PROBLEM A - Which parts does claim 1 of the valve patent page list for the pressure-actuated valve? List them all.

P
US8757267B2ActiveUtilityPatentIndex 85

Pressure range delimited valve with close assist

Assignee: MITCHELL BRUCEPriority: Dec 20, 2010Filed: Dec 20, 2011Granted: Jun 24, 2014
Est. expiryDec 20, 2030(~4.5 yrs left)· nominal 20-yr term from priority
Inventors:MITCHELL BRUCEBOSLEY GORDON
E21B 34/085E21B 43/13
85
PatentIndex Score
27
Cited by
3
References
25
Claims

Abstract

A pressure-actuated valve fit to a tubing string for alternately closing to communicate fluids from a wellbore to the tubing string and opening to communicate fluids from a wellbore annulus to the tubing string. The valve is particularly useful for lifting liquids which accumulate in the tubing string when the reservoir has a diminished pressure. In this case, gas is accumulated in the wellbore annulus and when the valve is opened the gas enters the valve and is directed to the tubing string for lifting the liquids. The valve is closed by a spring and has a closing-assist which applies an additional force to the spring to ensure the valve is fully closed.

Claims

exact text as granted — not AI-modified
The embodiments of the invention in which an exclusive property or privilege is claimed are defined as follows: 
     
       1. A system for enhancing gas recovery from a wellbore extending to a reservoir having diminished pressure, the wellbore having a tubing string therein, a packer and compressed gas for pressurizing a wellbore annulus, the packer being set, above perforations, between a casing string and the tubing string for forming the wellbore annulus thereabove, liquids accumulating in a bore of the tubing string as wellbore gas is produced therethrough to surface, the system comprising:
 a one-way valve at a bottom of the tubing string for one-way fluid communication from the reservoir to the tubing string; and 
 a pressure-actuated valve, housed in the bore of the tubing string uphole from the one-way valve and forming a production annulus therebetween in fluid communication with the tubing annulus, the pressure-actuated valve comprising: 
 a valve body having a valve bore; 
 inlet ports for fluid communication between the wellbore annulus and the valve bore; 
 outlet ports in the valve body, spaced downhole from the inlet ports, for fluid communication between the valve bore and the production annulus; 
 a plunger axially moveable in the valve bore, uphole from the inlet ports, for alternately
 blocking the inlet ports for preventing gas accumulating in the wellbore annulus from entering the valve body in a closed, production position; and 
 unblocking the inlet ports for admitting gas from the wellbore annulus to the valve bore and flowing through the outlet ports to the production annulus for lifting accumulated fluids therein to surface in an open, lift position; 
 
 a main spring operatively connected to the plunger for normally biasing the plunger downhole to the production position; and 
 a pressure-actuated pilot valve system positioned in the valve bore and in continuous pressure communication with the wellbore annulus, wherein
 when the pressure in the wellbore annulus exceeds a preset high pressure, the pilot valve opens to communicate the high pressure to the plunger for overcoming the biasing and moving the plunger from the production position to the open, lift position; and 
 when the pressure in the wellbore annulus is below a preset low pressure, the pilot valve releases the pressure acting at the plunger, allowing the plunger to be biased from the lift position to the closed, production position.

PROBLEM B - Quote the rows word for word, everything from the start of the rows down to the line that contains "[[399, 193]]", with both ends included.

DATA EXCERPTS -
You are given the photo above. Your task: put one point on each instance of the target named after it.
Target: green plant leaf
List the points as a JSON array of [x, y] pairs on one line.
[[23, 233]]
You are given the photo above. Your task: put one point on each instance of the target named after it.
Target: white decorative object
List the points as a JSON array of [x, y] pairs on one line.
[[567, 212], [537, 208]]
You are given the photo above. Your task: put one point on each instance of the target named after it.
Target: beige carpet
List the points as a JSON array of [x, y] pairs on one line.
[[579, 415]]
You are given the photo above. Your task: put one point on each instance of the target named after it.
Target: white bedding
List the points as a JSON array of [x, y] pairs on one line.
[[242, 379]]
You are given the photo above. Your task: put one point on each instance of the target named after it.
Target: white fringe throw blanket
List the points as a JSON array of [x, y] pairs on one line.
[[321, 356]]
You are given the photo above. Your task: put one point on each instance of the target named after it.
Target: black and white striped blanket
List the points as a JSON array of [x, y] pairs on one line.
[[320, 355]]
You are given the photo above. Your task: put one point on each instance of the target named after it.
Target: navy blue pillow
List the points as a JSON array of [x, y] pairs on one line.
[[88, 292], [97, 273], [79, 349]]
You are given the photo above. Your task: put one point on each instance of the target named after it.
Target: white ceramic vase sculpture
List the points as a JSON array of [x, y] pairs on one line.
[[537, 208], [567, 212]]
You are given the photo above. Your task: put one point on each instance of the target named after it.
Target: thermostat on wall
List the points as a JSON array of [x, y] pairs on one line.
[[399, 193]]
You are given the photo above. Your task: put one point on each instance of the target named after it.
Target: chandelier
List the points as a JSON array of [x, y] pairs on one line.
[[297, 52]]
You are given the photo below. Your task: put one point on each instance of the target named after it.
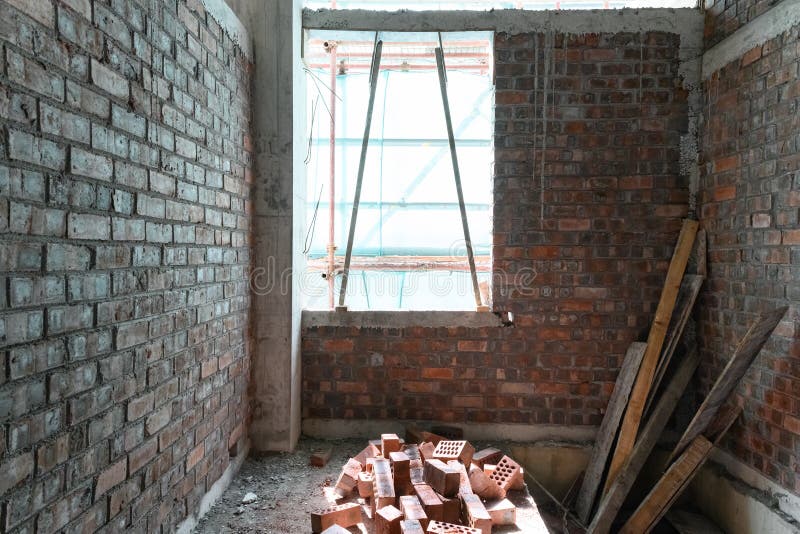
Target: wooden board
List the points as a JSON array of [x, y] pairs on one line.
[[687, 296], [668, 487], [615, 497], [746, 351], [607, 433], [686, 522], [655, 341]]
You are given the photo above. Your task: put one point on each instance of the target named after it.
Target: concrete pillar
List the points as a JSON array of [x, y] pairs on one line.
[[278, 224]]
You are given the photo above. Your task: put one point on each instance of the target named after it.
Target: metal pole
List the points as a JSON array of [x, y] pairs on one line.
[[457, 173], [373, 82], [332, 183]]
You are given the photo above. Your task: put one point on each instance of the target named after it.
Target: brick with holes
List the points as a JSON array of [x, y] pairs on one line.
[[483, 486], [412, 509], [370, 451], [365, 480], [387, 520], [474, 513], [401, 472], [382, 485], [431, 502], [464, 487], [451, 509], [348, 478], [442, 478], [411, 526], [389, 443], [454, 450], [486, 456], [344, 515], [506, 473], [439, 527]]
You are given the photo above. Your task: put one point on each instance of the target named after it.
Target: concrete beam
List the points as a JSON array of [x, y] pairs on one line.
[[230, 24], [758, 31], [400, 319], [577, 21]]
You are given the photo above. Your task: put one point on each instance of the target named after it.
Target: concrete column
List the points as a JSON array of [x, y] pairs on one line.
[[278, 224]]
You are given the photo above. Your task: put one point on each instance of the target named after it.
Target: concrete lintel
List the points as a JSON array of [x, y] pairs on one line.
[[214, 492], [576, 21], [350, 428], [400, 319], [758, 31], [230, 23]]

COMPLETE OUTPUT A -
- a valve body having a valve bore
- inlet ports
- outlet ports in the valve body
- a plunger axially moveable in the valve bore
- a main spring
- a pressure-actuated pilot valve system

COMPLETE OUTPUT B -
You are given the photo above. Your task: put one point on each instance of the target named after it.
Target: green plant leaf
List the points as a JSON array of [x, y] pairs on one line.
[[23, 233]]
You are given the photo above. Your task: put one point on each instance of the target named after it.
Target: white decorative object
List the points as a JSON array of [x, y] pairs on one line.
[[567, 212], [537, 208]]
You are given the photo above. Your task: put one point on each instance of the target named after it.
Target: beige carpet
List the points as a JSON array of [x, y] pairs on one line.
[[579, 415]]
You are given the photo above. Your task: put one point on each instance of the target named after it.
Target: white bedding
List the points as a JSON array of [x, y] pairs on one line.
[[242, 379]]
You are given the photo above. Your task: put one point on each instance of the target named after it.
Target: white fringe throw blanket
List the points as a JSON array of [x, y] pairs on one line.
[[321, 356]]
You are given the photo above. Your task: put one point on each instance of the target named after it.
Target: black and white striped blanket
List the points as a JSON array of [x, y] pairs on one line.
[[320, 355]]
You are given the photo above. Your task: put one point on each instance of the target named after it.
Target: navy blue pillow
List the points as a JSON array of [x, y] pairs on one line.
[[88, 292], [97, 273], [79, 349]]
You are given the photo above. Your task: put one point on each instance of the target named after it.
Target: white ceramic vase sculpture
List the points as a JSON array of [x, y] pairs on one line.
[[537, 208], [567, 212]]
You are given the photo above. Your task: put one point on each instance of the target named after it.
Target: thermostat on wall
List the points as a JSON array of [x, y] pairs on one line.
[[399, 193]]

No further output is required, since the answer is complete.